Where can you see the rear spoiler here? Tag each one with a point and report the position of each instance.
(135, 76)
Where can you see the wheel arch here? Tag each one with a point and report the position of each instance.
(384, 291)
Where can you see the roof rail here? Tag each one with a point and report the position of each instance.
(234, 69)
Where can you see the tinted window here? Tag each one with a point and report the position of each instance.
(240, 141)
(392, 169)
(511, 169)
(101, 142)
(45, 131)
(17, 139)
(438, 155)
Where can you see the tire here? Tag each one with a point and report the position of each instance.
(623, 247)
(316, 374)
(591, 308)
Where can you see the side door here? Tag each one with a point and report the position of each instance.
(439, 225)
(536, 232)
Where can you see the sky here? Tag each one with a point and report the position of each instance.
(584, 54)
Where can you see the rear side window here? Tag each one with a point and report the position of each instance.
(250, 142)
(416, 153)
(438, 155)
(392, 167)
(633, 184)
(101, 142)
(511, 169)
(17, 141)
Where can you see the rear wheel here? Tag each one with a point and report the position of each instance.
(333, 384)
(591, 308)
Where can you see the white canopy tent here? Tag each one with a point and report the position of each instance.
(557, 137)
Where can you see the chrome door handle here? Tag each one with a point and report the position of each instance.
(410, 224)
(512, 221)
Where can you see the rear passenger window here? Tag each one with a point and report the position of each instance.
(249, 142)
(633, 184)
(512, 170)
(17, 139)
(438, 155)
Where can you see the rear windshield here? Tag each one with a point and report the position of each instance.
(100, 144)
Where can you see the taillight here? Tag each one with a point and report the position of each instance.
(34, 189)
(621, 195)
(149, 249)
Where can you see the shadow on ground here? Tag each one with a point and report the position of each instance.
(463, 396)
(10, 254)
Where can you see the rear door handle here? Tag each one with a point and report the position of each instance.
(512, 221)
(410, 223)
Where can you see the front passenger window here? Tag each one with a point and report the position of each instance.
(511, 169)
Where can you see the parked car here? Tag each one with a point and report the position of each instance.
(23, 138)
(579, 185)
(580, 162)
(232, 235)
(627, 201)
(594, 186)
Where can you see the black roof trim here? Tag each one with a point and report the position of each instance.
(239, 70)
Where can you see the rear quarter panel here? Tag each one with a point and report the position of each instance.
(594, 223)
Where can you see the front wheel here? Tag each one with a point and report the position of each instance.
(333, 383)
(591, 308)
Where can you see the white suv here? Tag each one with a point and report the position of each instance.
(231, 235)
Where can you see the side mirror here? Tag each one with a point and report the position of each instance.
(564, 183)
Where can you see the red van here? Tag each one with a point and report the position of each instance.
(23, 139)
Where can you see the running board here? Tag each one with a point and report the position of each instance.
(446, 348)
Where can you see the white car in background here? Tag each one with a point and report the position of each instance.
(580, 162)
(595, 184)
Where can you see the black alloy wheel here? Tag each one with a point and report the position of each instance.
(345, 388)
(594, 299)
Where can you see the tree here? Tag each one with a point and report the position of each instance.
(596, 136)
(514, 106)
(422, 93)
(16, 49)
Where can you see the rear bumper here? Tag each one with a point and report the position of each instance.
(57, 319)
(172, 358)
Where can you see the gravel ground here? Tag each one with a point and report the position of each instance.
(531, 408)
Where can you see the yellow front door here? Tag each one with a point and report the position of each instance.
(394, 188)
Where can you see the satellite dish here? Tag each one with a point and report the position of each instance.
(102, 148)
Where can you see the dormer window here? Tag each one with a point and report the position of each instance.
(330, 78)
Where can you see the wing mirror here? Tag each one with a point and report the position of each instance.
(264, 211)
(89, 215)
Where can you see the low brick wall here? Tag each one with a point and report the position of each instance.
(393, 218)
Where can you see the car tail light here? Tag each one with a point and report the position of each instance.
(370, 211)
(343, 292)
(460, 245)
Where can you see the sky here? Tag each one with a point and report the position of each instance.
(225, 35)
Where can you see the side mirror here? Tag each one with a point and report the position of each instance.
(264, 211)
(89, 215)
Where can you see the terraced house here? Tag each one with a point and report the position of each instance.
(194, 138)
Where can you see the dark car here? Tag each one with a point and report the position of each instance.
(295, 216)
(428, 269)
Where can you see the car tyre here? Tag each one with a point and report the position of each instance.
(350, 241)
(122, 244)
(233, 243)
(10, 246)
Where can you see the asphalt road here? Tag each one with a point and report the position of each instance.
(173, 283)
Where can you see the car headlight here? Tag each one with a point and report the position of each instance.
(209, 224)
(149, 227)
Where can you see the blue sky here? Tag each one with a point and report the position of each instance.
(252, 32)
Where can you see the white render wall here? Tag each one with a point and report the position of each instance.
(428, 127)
____________________
Please convert every line of the records above into a Markdown table with the columns "Row" and "Record", numbering the rows and leaving out blank lines.

### WRITTEN ANSWER
| Row | Record |
|---|---|
| 1 | Where can you see the rear spoiler here? Tag each one with a point and report the position of each instance. |
| 2 | (135, 76) |
| 3 | Where can you see the wheel arch here? Tag each one with a point and report the position of each instance. |
| 4 | (384, 291) |
| 5 | Where can you see the roof rail here? Tag each one with a point and report the position of each instance. |
| 6 | (234, 69) |
| 7 | Where can you see the tinted window here? Tag each one with a point and report the position of each instance. |
| 8 | (240, 141) |
| 9 | (392, 169) |
| 10 | (511, 169) |
| 11 | (101, 142) |
| 12 | (45, 131) |
| 13 | (17, 139) |
| 14 | (438, 155) |
| 15 | Where can you see the tire here? Tag each one with a point and report the position of each instance. |
| 16 | (623, 247) |
| 17 | (316, 374) |
| 18 | (591, 308) |
| 19 | Where can you see the side door here? Tag each one with a point and report the position of each instance. |
| 20 | (439, 225) |
| 21 | (536, 232) |
| 22 | Where can you see the sky here? Tag each one with a point and report the position of each instance. |
| 23 | (584, 54) |
| 24 | Where can you see the rear side window here? Tag each one with a point and report the position of each instance. |
| 25 | (250, 142) |
| 26 | (416, 153) |
| 27 | (438, 155) |
| 28 | (392, 167) |
| 29 | (633, 184) |
| 30 | (101, 142) |
| 31 | (511, 169) |
| 32 | (17, 141) |
| 33 | Where can you see the rear wheel here? Tag each one with a point and report the position of each instance. |
| 34 | (333, 384) |
| 35 | (591, 308) |
| 36 | Where can you see the white canopy tent here? Tag each one with a point and report the position of each instance. |
| 37 | (557, 137) |
| 38 | Where can you see the chrome door handle here? Tag each one with a point and report the position of each instance. |
| 39 | (410, 224) |
| 40 | (512, 221) |
| 41 | Where can you see the rear passenger window here? Tag each one with a point and report the position of each instance. |
| 42 | (249, 142) |
| 43 | (633, 184) |
| 44 | (512, 170) |
| 45 | (17, 139) |
| 46 | (438, 155) |
| 47 | Where can you see the rear windshield here? Tag each one with a point and report the position of each instance. |
| 48 | (100, 144) |
| 49 | Where can you see the taillight here? Tag each one with a point and report the position of each instance. |
| 50 | (34, 189) |
| 51 | (621, 195) |
| 52 | (149, 249) |
| 53 | Where can you see the shadow on ground here? Tag each one with a point and report the position of each instance. |
| 54 | (463, 396) |
| 55 | (10, 254) |
| 56 | Where can you see the rear door handle here? Tag each one with a point and report the position of each instance. |
| 57 | (512, 221) |
| 58 | (410, 223) |
| 59 | Where can you see the front passenger window here? Tag each one with a point and report the position of each instance. |
| 60 | (511, 169) |
| 61 | Where can you see the parked car here? Tag each one with a point and report the position of each instance. |
| 62 | (23, 138) |
| 63 | (579, 185) |
| 64 | (580, 162) |
| 65 | (232, 235) |
| 66 | (627, 201) |
| 67 | (594, 186) |
| 68 | Where can you see the black roof trim here? Tag each one with a point and report the position of each instance. |
| 69 | (239, 70) |
| 70 | Where can you see the rear quarter panel here? Tag each one with a point and report the position of each instance. |
| 71 | (594, 223) |
| 72 | Where can you see the front wheel here? Tag each one with a point and report the position of each instance. |
| 73 | (333, 383) |
| 74 | (591, 308) |
| 75 | Where can you see the white suv here? Tag each one with a point and report the position of each instance. |
| 76 | (231, 235) |
| 77 | Where can you see the side mirror here? Tag each one with a point and report the position of each instance. |
| 78 | (564, 183) |
| 79 | Where can you see the red van here? Tag each one with a point and report the position of each instance. |
| 80 | (23, 139) |
| 81 | Where can you see the running board here? Tag each one with a point and report the position of each instance. |
| 82 | (446, 348) |
| 83 | Where can you see the white car in background here? Tag each one with a point and report the position of each instance. |
| 84 | (580, 162) |
| 85 | (595, 184) |
| 86 | Where can you see the black alloy wheel here? Tag each one with a point and report the position of each instance. |
| 87 | (345, 388) |
| 88 | (594, 299) |
| 89 | Where can you see the tree here? Tag each one with a point and report the position of each instance. |
| 90 | (596, 136) |
| 91 | (514, 106) |
| 92 | (422, 93) |
| 93 | (16, 49) |
| 94 | Where can you see the rear bumper here? Tag each one with a point and report the position of each instance. |
| 95 | (57, 319) |
| 96 | (172, 358) |
| 97 | Where can you see the gravel ground here? Tag each one with a point and report the position of each instance. |
| 98 | (531, 408) |
| 99 | Where can you see the yellow front door here? Tag each one with a point and report the position of each instance. |
| 100 | (394, 188) |
| 101 | Where can you see the satellite dish here? Tag each one with a point and report the position of each instance. |
| 102 | (102, 148) |
| 103 | Where can you see the dormer window here? Tag each one with a point and report the position of each instance. |
| 104 | (330, 78) |
| 105 | Where can you see the wing mirror here? Tag each one with a point and report the position of each instance. |
| 106 | (264, 211) |
| 107 | (89, 215) |
| 108 | Where can you see the low brick wall here? Tag each one with a point and report the position of each instance. |
| 109 | (393, 218) |
| 110 | Where can you see the car tail light here? Tag each one with a point and report the position of each instance. |
| 111 | (370, 211) |
| 112 | (343, 292) |
| 113 | (460, 245) |
| 114 | Where can you see the sky here? Tag each one with a point and report the position of each instance. |
| 115 | (225, 35) |
| 116 | Where can you see the side mirror here? Tag each one with a point and report the position of each instance. |
| 117 | (264, 211) |
| 118 | (89, 215) |
| 119 | Where can you see the terraced house here? Tag each one with a point and report the position of each instance. |
| 120 | (194, 138) |
| 121 | Where can you see the dark car here? Tag each one with a point and report the position of each instance. |
| 122 | (295, 216) |
| 123 | (428, 269) |
| 124 | Where can you see the car tyre here? Tag each one with a point and report the position of each instance. |
| 125 | (350, 241) |
| 126 | (122, 244) |
| 127 | (233, 243) |
| 128 | (10, 246) |
| 129 | Where can you see the asphalt road here? Tag each one with a point and report the position of each instance. |
| 130 | (173, 283) |
| 131 | Where can you see the car headlight here? Tag each one with a point and report the position of each instance. |
| 132 | (209, 224) |
| 133 | (149, 227) |
| 134 | Where can you see the blue sky here? Tag each one with a point and report the position of each instance. |
| 135 | (252, 32) |
| 136 | Where can you see the white render wall here? Tag each one with a point and report the position of each instance. |
| 137 | (428, 127) |